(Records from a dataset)
# # # #
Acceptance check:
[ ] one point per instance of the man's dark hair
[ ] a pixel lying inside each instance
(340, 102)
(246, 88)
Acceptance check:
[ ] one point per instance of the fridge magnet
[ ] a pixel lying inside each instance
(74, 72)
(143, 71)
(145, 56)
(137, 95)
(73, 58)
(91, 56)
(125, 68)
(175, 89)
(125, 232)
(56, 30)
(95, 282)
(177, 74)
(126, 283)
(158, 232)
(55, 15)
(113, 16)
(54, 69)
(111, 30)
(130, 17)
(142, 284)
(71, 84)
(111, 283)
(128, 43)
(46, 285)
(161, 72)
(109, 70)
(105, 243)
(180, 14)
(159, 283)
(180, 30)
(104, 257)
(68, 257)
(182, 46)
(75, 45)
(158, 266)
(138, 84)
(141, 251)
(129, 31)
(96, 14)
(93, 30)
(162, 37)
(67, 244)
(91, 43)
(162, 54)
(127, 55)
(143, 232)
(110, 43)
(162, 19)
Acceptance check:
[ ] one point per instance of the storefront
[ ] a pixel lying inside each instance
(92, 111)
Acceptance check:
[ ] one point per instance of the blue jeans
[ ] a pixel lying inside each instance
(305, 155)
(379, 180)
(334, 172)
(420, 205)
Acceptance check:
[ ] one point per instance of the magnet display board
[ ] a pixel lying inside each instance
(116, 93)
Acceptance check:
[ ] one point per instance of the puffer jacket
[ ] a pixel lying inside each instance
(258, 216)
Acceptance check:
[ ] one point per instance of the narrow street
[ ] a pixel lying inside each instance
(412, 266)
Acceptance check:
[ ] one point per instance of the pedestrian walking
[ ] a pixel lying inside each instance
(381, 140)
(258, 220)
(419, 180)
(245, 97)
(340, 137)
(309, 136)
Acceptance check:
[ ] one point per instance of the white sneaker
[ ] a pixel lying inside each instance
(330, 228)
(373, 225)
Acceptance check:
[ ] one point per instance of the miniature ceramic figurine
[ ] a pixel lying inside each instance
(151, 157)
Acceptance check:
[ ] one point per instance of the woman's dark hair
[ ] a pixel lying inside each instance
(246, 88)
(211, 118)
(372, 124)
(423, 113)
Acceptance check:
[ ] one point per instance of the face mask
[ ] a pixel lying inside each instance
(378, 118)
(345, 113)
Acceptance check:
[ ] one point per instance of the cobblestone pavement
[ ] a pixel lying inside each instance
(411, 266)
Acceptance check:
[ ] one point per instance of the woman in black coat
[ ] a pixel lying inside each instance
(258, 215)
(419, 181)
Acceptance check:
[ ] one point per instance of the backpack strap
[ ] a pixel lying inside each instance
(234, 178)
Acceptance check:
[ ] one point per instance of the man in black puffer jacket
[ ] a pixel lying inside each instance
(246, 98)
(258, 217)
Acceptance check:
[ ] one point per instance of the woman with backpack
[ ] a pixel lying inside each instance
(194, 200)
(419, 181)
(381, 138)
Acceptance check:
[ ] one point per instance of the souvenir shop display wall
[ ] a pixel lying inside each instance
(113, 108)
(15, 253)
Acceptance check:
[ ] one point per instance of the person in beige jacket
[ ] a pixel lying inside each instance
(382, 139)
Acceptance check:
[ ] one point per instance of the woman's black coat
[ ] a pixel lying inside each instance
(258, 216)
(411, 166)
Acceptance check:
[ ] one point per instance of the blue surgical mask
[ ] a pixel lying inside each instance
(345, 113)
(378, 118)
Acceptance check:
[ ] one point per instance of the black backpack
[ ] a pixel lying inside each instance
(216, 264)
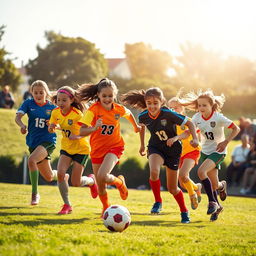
# # # #
TASK REQUIREMENTS — Whenever a line above holds the word "blue", include it in your count, and report nothing but that count.

EXPECTED ANSWER — 2